EXERCISE AIM: Turn the material below into a two-column CSV with the header row "text,answer". Give each line beginning "Isolate" its own row: put that line in the text column and everything that follows it, up to the next "Isolate" line, in the answer column. Enclose each field in double quotes and replace line breaks with spaces.

## START

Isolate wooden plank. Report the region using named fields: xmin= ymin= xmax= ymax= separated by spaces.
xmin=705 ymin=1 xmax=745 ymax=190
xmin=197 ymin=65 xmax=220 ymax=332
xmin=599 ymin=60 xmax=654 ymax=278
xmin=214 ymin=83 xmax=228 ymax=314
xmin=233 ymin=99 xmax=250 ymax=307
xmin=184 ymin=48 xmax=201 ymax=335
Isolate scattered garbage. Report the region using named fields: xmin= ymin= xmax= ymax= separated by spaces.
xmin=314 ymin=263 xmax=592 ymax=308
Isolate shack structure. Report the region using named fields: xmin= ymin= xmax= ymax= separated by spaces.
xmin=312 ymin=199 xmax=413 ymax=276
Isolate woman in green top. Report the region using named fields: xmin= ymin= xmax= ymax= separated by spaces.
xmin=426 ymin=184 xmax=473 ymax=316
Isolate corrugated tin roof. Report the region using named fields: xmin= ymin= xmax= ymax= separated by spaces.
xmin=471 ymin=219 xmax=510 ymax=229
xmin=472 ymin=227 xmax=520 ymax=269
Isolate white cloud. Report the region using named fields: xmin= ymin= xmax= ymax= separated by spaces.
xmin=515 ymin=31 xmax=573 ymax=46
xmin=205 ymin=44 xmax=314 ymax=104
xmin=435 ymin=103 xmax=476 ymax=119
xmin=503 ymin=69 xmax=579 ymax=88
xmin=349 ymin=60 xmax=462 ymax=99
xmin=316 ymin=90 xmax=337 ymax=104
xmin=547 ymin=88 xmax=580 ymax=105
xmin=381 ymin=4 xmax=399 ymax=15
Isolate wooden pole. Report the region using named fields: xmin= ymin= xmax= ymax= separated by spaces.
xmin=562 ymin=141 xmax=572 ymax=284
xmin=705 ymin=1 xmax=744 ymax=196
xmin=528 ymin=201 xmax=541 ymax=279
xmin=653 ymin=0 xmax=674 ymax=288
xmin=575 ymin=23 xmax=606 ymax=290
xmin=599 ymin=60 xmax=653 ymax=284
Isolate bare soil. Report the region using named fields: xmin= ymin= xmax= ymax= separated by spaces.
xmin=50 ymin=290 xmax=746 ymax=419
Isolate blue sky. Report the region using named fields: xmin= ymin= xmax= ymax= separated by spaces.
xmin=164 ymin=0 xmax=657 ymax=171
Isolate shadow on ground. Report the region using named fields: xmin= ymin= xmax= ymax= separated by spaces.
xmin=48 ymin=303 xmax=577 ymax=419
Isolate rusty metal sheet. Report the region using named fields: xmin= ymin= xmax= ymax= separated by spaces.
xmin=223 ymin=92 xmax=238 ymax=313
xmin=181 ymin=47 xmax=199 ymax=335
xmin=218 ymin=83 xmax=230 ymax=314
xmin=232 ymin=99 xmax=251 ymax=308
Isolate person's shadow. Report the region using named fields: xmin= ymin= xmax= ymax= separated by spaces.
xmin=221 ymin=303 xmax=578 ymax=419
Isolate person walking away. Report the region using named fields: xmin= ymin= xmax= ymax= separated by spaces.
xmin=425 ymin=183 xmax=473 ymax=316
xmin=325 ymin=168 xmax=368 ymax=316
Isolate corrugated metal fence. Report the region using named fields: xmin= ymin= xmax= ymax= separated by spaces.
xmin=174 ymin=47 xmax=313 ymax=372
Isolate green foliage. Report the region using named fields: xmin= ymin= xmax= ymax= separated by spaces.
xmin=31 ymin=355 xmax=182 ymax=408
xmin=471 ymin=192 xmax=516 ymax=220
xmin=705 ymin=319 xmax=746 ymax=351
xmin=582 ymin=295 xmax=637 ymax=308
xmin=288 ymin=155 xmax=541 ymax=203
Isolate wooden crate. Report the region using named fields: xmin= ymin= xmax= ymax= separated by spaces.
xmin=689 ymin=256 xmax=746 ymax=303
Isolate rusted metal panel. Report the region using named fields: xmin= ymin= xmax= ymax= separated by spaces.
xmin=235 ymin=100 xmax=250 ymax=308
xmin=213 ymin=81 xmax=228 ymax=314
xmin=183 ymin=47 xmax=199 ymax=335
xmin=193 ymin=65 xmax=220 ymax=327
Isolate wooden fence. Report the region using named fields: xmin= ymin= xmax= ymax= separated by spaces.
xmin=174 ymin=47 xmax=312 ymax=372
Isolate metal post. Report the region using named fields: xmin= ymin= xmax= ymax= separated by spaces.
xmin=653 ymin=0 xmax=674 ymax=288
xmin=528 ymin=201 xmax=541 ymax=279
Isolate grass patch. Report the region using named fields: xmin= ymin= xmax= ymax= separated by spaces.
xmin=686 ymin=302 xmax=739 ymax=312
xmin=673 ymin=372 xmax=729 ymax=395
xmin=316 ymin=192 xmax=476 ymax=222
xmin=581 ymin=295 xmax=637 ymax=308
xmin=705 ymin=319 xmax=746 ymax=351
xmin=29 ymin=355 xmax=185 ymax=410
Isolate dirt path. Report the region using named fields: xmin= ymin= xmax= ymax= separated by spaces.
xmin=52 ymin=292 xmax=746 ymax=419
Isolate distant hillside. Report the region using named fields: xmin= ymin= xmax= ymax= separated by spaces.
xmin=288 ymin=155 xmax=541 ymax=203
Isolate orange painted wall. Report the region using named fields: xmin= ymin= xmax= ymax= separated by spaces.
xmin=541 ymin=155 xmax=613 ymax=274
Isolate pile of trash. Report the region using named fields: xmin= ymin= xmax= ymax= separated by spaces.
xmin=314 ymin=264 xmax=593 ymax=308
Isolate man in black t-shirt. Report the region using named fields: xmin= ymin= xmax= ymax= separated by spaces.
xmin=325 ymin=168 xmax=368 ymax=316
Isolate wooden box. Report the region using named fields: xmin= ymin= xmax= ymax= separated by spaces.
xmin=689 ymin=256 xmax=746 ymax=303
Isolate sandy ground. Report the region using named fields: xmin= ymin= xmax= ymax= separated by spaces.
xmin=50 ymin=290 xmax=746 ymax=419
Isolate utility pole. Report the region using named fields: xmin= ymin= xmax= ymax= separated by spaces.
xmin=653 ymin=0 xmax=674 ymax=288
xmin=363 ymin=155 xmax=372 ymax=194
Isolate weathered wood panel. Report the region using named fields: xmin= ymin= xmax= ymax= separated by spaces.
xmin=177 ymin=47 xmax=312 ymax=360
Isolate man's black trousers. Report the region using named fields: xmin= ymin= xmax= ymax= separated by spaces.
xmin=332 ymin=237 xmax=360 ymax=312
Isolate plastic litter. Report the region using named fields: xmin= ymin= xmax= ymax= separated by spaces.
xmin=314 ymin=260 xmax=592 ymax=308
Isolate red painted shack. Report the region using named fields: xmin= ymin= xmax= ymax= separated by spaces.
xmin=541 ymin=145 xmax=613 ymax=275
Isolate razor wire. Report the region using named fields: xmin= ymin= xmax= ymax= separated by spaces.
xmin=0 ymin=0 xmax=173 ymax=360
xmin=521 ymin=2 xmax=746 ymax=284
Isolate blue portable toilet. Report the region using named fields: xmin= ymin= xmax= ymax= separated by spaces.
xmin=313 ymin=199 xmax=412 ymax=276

## END

CORRECT ANSWER:
text,answer
"Isolate wooden plank. Report the region using named fields: xmin= ymin= xmax= ymax= separated by spaces.","xmin=705 ymin=1 xmax=745 ymax=190 xmin=197 ymin=65 xmax=220 ymax=332 xmin=599 ymin=60 xmax=654 ymax=278 xmin=214 ymin=83 xmax=228 ymax=314 xmin=233 ymin=99 xmax=250 ymax=307 xmin=184 ymin=48 xmax=201 ymax=335"
"Isolate scattered garbage. Report the region using named fields: xmin= ymin= xmax= ymax= separated by spaces.","xmin=314 ymin=263 xmax=592 ymax=308"
"Isolate shack structure. Report the region using named fields: xmin= ymin= xmax= ymax= separated by spaces.","xmin=312 ymin=199 xmax=413 ymax=276"
"Isolate woman in green top. Report the region using named fields: xmin= ymin= xmax= ymax= separated by spaces.","xmin=426 ymin=184 xmax=473 ymax=316"
"Isolate corrugated tin roof. Report the region using named fields: xmin= ymin= xmax= ymax= separated by spaces.","xmin=471 ymin=219 xmax=510 ymax=229 xmin=472 ymin=227 xmax=520 ymax=269"
"Isolate white cloud. Report the region using named fields: xmin= ymin= xmax= ymax= separated by spaces.","xmin=515 ymin=31 xmax=573 ymax=46 xmin=205 ymin=44 xmax=314 ymax=104 xmin=435 ymin=103 xmax=476 ymax=119 xmin=503 ymin=69 xmax=579 ymax=88 xmin=349 ymin=60 xmax=462 ymax=99 xmin=316 ymin=90 xmax=337 ymax=104 xmin=547 ymin=88 xmax=580 ymax=105 xmin=381 ymin=4 xmax=399 ymax=15"
"Isolate wooden pole. Report the region using named fields: xmin= ymin= xmax= ymax= separated by spaces.","xmin=562 ymin=141 xmax=572 ymax=284 xmin=705 ymin=1 xmax=744 ymax=196 xmin=528 ymin=201 xmax=541 ymax=279 xmin=653 ymin=0 xmax=674 ymax=288 xmin=575 ymin=23 xmax=606 ymax=290 xmin=599 ymin=60 xmax=653 ymax=284"
"Isolate bare soil. Report the region using named fields: xmin= ymin= xmax= ymax= separated by spaces.","xmin=50 ymin=290 xmax=746 ymax=419"
"Isolate blue sky. Report the region using named fields: xmin= ymin= xmax= ymax= separated by spaces.","xmin=164 ymin=0 xmax=657 ymax=171"
"Isolate shadow on ground. Report the region using named fields: xmin= ymin= xmax= ymax= separated by spaces.","xmin=48 ymin=303 xmax=577 ymax=419"
"Isolate rusty metal sheet. Report the region using named fields: xmin= ymin= xmax= ymax= separated by spaces.","xmin=223 ymin=92 xmax=238 ymax=313 xmin=181 ymin=47 xmax=199 ymax=335 xmin=218 ymin=83 xmax=230 ymax=314 xmin=232 ymin=99 xmax=251 ymax=308"
"Isolate person's shadow. Report the region using named fields: xmin= ymin= xmax= ymax= separated by spaces.","xmin=221 ymin=303 xmax=578 ymax=419"
"Isolate person walking away. Report the region using named fields: xmin= ymin= xmax= ymax= separated by spaces.","xmin=425 ymin=183 xmax=473 ymax=316 xmin=325 ymin=168 xmax=368 ymax=316"
"Isolate corrugated metal fence. Report the region using named fields: xmin= ymin= xmax= ymax= separated by spaces.","xmin=174 ymin=47 xmax=313 ymax=372"
"Isolate green foliage. Report the region using named fields: xmin= ymin= xmax= ymax= separated by spaces.","xmin=31 ymin=355 xmax=182 ymax=408 xmin=471 ymin=192 xmax=516 ymax=220 xmin=705 ymin=319 xmax=746 ymax=351 xmin=582 ymin=295 xmax=637 ymax=308 xmin=288 ymin=155 xmax=541 ymax=203"
"Isolate wooden crate. Report the region using named fields: xmin= ymin= xmax= ymax= separated by spaces.","xmin=689 ymin=256 xmax=746 ymax=303"
"Isolate rusted metal panel. Report the region using named fields: xmin= ymin= xmax= ymax= separated by spaces.","xmin=235 ymin=100 xmax=250 ymax=308 xmin=213 ymin=81 xmax=228 ymax=314 xmin=183 ymin=47 xmax=199 ymax=335 xmin=193 ymin=65 xmax=220 ymax=327"
"Isolate wooden fence. Report the region using named fields: xmin= ymin= xmax= ymax= separated by spaces.","xmin=174 ymin=47 xmax=312 ymax=372"
"Isolate metal post. Report the region using named fields: xmin= ymin= xmax= ymax= separated by spaces.","xmin=653 ymin=0 xmax=674 ymax=288 xmin=528 ymin=201 xmax=541 ymax=279"
"Isolate grass patch. Report the region using named fields: xmin= ymin= xmax= ymax= separated by spaces.","xmin=686 ymin=302 xmax=739 ymax=312 xmin=673 ymin=372 xmax=729 ymax=395 xmin=316 ymin=192 xmax=476 ymax=222 xmin=581 ymin=295 xmax=637 ymax=308 xmin=705 ymin=319 xmax=746 ymax=351 xmin=29 ymin=355 xmax=185 ymax=410"
"Isolate dirt path. Report the region using named fields: xmin= ymin= xmax= ymax= separated by spaces.","xmin=52 ymin=292 xmax=746 ymax=419"
"Isolate distant hillside. Report the region using named fields: xmin= ymin= xmax= ymax= separated by spaces.","xmin=288 ymin=155 xmax=541 ymax=203"
"Isolate orange painted wall. Report the region using named fields: xmin= ymin= xmax= ymax= separated by spaces.","xmin=541 ymin=155 xmax=613 ymax=274"
"Isolate pile of trash. Report the region using named fields: xmin= ymin= xmax= ymax= separated by spaces.","xmin=314 ymin=264 xmax=593 ymax=308"
"Isolate man in black t-shirt. Report the region using named fields: xmin= ymin= xmax= ymax= separated by spaces.","xmin=325 ymin=168 xmax=368 ymax=316"
"Isolate wooden box. Report the region using named fields: xmin= ymin= xmax= ymax= separated by spaces.","xmin=689 ymin=256 xmax=746 ymax=303"
"Isolate sandy ground. Report the region using named fields: xmin= ymin= xmax= ymax= separated by spaces.","xmin=50 ymin=290 xmax=746 ymax=419"
"Isolate utility pole. Report the region using named fields: xmin= ymin= xmax= ymax= separated by spaces.","xmin=653 ymin=0 xmax=674 ymax=288 xmin=363 ymin=155 xmax=372 ymax=194"
"Isolate weathered wood panel. Report the region using named fields: xmin= ymin= xmax= ymax= separated by spaces.","xmin=177 ymin=47 xmax=312 ymax=360"
"Isolate man's black trousers. Report the region using named fields: xmin= ymin= xmax= ymax= separated by spaces.","xmin=332 ymin=237 xmax=360 ymax=312"
"Isolate plastic litter. Report the region using named fields: xmin= ymin= xmax= ymax= separated by spaces.","xmin=314 ymin=260 xmax=592 ymax=308"
"Isolate red painted shack. Report the region using named fields: xmin= ymin= xmax= ymax= separated by spaces.","xmin=541 ymin=145 xmax=613 ymax=275"
"Isolate razor wire. Report the region using named fields: xmin= ymin= xmax= ymax= separated by spaces.","xmin=0 ymin=0 xmax=173 ymax=360 xmin=521 ymin=2 xmax=746 ymax=284"
"Isolate blue portable toilet. Report the region using named fields: xmin= ymin= xmax= ymax= separated by spaces.","xmin=313 ymin=199 xmax=412 ymax=276"